Required task – Pull out every line of the material that contains the word "ceiling", and copy each one in full. Match case exactly.

======

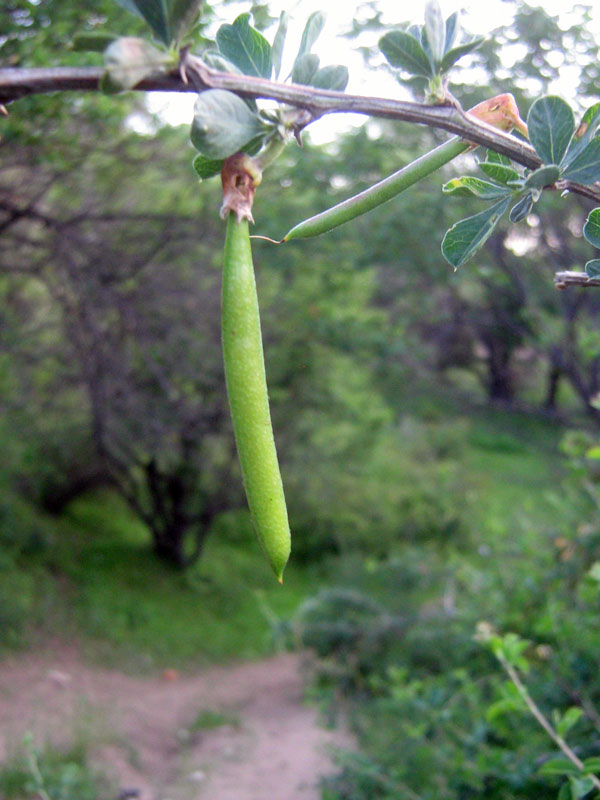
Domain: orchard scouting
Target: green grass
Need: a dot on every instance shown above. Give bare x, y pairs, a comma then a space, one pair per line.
94, 577
105, 587
50, 773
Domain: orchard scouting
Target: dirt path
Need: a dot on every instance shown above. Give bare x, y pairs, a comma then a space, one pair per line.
141, 730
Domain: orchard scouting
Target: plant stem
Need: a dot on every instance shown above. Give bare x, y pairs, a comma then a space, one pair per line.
536, 712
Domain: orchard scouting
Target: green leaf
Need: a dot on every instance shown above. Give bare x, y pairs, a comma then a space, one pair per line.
305, 69
93, 42
569, 719
507, 705
128, 61
565, 792
498, 158
452, 30
470, 186
558, 766
156, 14
592, 268
130, 6
216, 60
592, 764
245, 47
551, 125
585, 167
404, 51
452, 56
312, 31
278, 42
584, 134
207, 167
466, 237
334, 77
544, 176
499, 172
435, 26
591, 229
521, 209
580, 787
223, 124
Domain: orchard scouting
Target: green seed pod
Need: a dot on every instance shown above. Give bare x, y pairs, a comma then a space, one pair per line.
248, 398
500, 112
379, 193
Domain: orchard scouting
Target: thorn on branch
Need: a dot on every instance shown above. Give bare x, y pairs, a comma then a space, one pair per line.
562, 280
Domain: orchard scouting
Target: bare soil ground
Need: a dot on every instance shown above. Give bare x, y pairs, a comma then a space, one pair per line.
141, 731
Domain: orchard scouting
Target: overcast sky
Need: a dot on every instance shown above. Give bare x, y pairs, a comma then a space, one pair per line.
478, 17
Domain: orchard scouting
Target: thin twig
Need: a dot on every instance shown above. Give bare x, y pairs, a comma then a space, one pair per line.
562, 280
192, 75
531, 705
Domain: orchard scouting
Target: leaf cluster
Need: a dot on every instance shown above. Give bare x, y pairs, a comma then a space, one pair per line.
429, 50
224, 123
567, 152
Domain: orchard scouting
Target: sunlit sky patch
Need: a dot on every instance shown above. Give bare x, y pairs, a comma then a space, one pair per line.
333, 48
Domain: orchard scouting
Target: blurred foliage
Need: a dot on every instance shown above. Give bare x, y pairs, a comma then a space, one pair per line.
50, 773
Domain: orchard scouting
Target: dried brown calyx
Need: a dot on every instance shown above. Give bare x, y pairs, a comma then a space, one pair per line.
240, 176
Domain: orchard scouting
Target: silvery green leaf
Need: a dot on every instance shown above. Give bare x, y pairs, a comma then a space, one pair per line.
278, 42
305, 69
585, 167
497, 158
469, 186
404, 51
592, 268
465, 237
586, 131
551, 125
216, 60
452, 30
499, 172
245, 47
207, 167
591, 229
128, 61
223, 124
334, 77
544, 176
521, 209
435, 25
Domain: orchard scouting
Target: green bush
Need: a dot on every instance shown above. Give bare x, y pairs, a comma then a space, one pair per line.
402, 483
50, 773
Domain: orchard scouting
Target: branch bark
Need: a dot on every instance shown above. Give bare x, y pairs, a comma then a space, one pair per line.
562, 280
194, 76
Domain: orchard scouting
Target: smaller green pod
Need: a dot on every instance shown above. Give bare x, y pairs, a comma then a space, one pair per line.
379, 193
248, 398
500, 112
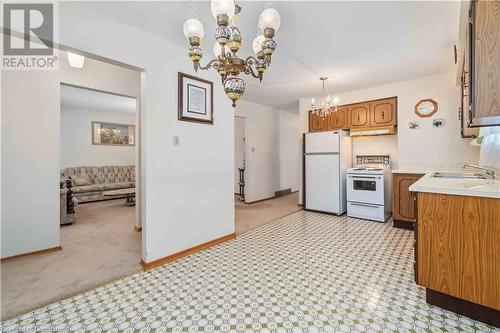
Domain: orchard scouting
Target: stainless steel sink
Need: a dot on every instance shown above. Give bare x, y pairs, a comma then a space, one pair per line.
459, 175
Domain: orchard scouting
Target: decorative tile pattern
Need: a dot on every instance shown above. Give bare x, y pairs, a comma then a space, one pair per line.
304, 273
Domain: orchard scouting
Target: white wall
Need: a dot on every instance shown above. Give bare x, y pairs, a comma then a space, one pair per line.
31, 149
426, 147
76, 138
188, 189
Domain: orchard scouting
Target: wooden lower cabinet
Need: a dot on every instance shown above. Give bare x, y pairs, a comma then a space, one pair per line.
383, 112
458, 247
403, 210
317, 123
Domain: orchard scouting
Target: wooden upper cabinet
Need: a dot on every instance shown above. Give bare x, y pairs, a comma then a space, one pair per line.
317, 123
402, 200
484, 57
338, 118
383, 112
359, 115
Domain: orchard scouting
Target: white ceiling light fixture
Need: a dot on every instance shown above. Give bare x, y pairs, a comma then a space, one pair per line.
75, 60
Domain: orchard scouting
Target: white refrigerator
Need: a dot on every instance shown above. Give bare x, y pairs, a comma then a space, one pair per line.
327, 156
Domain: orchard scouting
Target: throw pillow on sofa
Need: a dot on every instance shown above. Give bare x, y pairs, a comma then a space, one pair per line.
80, 180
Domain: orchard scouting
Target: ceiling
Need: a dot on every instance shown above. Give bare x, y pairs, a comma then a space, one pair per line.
73, 97
356, 44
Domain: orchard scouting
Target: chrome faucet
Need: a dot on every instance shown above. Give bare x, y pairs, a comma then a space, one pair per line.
490, 173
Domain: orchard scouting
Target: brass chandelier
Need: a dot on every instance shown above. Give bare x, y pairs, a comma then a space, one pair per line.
228, 42
326, 105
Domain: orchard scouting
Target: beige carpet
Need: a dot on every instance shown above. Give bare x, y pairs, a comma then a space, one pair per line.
251, 216
102, 246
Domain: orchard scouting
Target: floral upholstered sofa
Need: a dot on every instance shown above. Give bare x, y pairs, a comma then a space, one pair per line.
90, 182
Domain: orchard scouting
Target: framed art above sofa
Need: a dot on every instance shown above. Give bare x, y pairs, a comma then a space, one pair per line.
104, 133
195, 99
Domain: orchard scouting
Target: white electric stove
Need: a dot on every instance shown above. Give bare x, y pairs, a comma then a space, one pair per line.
368, 188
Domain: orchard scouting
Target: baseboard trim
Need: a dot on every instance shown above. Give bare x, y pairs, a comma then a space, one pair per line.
283, 192
17, 256
178, 255
403, 224
472, 310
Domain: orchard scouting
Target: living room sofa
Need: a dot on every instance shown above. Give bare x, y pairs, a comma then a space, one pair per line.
90, 182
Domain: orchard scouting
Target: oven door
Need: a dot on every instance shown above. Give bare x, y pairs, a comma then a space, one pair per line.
365, 188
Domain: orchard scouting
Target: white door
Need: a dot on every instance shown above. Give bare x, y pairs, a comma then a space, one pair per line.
324, 142
365, 188
239, 150
322, 183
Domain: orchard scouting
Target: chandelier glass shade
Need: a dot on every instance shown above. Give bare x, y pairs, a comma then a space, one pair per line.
326, 105
228, 42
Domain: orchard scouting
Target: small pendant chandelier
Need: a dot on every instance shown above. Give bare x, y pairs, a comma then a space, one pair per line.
325, 106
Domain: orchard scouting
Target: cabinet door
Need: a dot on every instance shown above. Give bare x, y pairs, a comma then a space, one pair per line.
338, 118
383, 112
466, 132
317, 123
402, 199
359, 115
458, 246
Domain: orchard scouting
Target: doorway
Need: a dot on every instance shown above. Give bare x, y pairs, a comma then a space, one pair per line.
100, 233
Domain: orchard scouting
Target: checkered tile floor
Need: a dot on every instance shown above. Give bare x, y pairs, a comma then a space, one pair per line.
306, 272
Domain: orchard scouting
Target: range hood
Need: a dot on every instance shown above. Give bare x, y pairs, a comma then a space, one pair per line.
369, 131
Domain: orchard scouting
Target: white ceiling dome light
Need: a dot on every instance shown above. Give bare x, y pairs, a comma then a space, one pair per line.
269, 18
223, 7
75, 60
193, 28
217, 49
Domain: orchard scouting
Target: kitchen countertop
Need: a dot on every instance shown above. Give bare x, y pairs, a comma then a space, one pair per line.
411, 171
489, 188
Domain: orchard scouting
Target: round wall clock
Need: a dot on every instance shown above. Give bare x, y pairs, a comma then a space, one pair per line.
426, 108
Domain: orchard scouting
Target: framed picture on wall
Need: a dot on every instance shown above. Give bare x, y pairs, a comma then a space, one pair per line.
112, 134
195, 99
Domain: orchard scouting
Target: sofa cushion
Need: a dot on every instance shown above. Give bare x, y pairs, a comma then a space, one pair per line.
88, 188
117, 186
80, 180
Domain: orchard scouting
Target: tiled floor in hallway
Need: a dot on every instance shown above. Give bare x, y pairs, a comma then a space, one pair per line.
304, 273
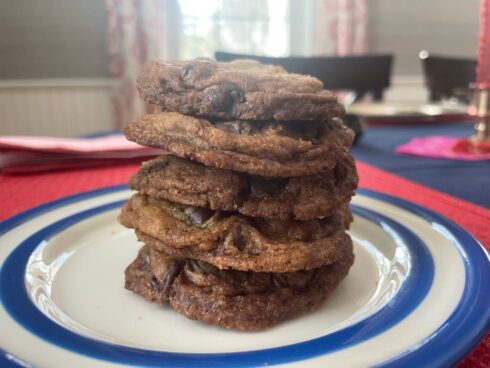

======

Written solution –
Target: white ceiling light fixture
Target: ceiling
Target: white ceiling dome light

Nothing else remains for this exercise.